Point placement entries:
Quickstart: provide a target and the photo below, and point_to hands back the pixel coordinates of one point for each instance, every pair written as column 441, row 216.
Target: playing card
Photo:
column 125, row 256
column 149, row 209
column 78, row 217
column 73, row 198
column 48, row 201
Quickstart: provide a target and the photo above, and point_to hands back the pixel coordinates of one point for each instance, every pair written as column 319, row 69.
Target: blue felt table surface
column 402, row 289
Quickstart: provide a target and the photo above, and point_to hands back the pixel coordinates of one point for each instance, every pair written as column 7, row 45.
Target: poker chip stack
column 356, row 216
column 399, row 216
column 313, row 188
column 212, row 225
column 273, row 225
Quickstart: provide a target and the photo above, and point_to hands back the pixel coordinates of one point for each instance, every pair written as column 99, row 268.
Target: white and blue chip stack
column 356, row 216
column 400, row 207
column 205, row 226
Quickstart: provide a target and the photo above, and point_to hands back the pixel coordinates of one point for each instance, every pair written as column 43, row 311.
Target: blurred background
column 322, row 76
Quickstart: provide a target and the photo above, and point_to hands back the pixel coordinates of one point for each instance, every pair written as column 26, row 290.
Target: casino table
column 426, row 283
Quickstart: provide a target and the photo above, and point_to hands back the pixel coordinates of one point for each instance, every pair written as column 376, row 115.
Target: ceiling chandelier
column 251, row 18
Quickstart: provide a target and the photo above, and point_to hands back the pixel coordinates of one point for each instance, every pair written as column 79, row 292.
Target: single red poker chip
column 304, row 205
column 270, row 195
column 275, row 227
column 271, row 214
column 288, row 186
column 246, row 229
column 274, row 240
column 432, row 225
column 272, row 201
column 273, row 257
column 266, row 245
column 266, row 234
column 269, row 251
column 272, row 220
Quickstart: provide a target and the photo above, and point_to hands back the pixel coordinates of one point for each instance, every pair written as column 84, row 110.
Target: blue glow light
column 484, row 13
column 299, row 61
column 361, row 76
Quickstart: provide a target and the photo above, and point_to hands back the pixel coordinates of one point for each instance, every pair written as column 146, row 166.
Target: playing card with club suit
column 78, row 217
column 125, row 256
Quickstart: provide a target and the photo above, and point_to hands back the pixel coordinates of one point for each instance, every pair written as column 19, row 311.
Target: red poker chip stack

Set task — Please copy the entries word for word, starting at their first line and ending at the line that contains "column 251, row 18", including both of those lines.

Answer —
Quickstart: provide a target and the photo below, and point_to hands back the pixel coordinates of one point for each instance, every pair written as column 441, row 216.
Target: playing card
Photo:
column 125, row 256
column 149, row 209
column 78, row 217
column 73, row 198
column 48, row 201
Quickstart: provide a target and the photo above, and point_to hands back the pixel coordinates of one point for each instance, every pair written as column 319, row 69.
Target: blue felt table surface
column 402, row 289
Quickstart: provide a target and the photo above, and point_to hands back the pixel coordinates of one point for each instance, every pair written as column 7, row 45.
Target: poker chip stack
column 356, row 216
column 399, row 216
column 313, row 188
column 212, row 225
column 273, row 225
Quickstart: provide a target and the photo above, and point_to hands back the pixel coordinates of one point for each instance, every pair written as column 99, row 268.
Target: white and blue chip stack
column 356, row 216
column 400, row 207
column 205, row 226
Quickstart: provide a target and the photo above, and point_to hands back the pixel coordinates of one point for each instance, every pair written as column 43, row 311.
Target: blurred background
column 322, row 76
Quickstart: provide a target and the photo above, and point_to hands back the pixel coordinates of one point for each instance, every pair written as column 26, row 290.
Target: casino table
column 426, row 283
Quickstart: provide a target and the photo above, and point_to hands back the pixel coordinates of one point for each instance, every pair written as column 376, row 115.
Target: ceiling chandelier
column 251, row 18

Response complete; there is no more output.